Input for this task:
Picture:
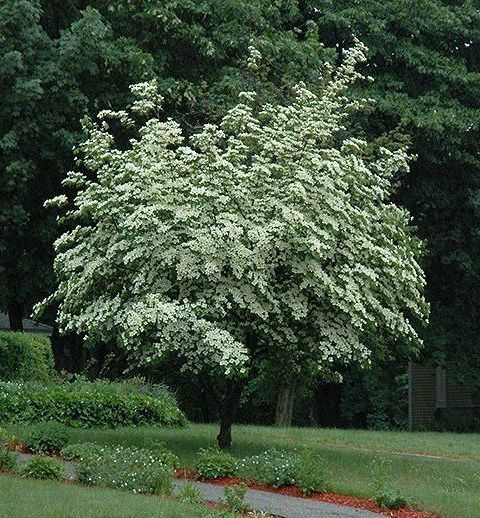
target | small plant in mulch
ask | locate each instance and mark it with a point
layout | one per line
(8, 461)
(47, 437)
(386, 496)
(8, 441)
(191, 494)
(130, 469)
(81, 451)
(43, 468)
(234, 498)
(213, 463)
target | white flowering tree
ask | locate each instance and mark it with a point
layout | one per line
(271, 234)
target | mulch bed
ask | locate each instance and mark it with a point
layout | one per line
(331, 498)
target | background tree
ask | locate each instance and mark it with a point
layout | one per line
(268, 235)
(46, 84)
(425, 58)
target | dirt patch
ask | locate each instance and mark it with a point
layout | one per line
...
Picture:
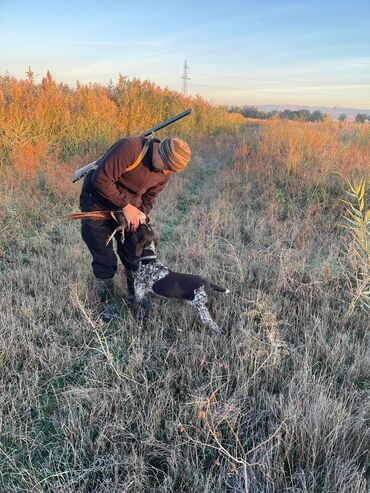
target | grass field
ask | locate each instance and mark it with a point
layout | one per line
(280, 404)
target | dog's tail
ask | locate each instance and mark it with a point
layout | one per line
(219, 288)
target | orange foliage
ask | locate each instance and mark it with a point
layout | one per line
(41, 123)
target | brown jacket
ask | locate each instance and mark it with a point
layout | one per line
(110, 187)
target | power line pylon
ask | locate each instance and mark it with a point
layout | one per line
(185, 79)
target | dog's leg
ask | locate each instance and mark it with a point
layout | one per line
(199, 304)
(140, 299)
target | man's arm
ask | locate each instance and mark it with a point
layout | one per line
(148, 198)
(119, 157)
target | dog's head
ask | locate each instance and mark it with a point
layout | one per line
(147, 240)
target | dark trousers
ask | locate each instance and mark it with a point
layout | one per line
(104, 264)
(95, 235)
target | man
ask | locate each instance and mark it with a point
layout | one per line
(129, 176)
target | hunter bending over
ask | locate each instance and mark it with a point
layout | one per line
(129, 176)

Do this:
Gather each line of the records that contains the string "mulch", treating uppercase and lowercase letters as distinct. Copy those lines in the order in which they appear.

Exercise output:
target | small plant in mulch
target | mulch bed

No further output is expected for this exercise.